**GIVEN ENTRIES:**
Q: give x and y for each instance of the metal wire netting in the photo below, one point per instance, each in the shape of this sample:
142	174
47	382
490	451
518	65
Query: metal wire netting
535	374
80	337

**WORK TO COMPLETE:** Write the records above out again precisely.

**FINISHED EXERCISE:**
Q: give x and y for each instance of the metal wire netting in the photo below, one point per instance, each in the shape of this sample:
142	174
47	382
490	451
518	65
Query: metal wire netting
535	374
80	337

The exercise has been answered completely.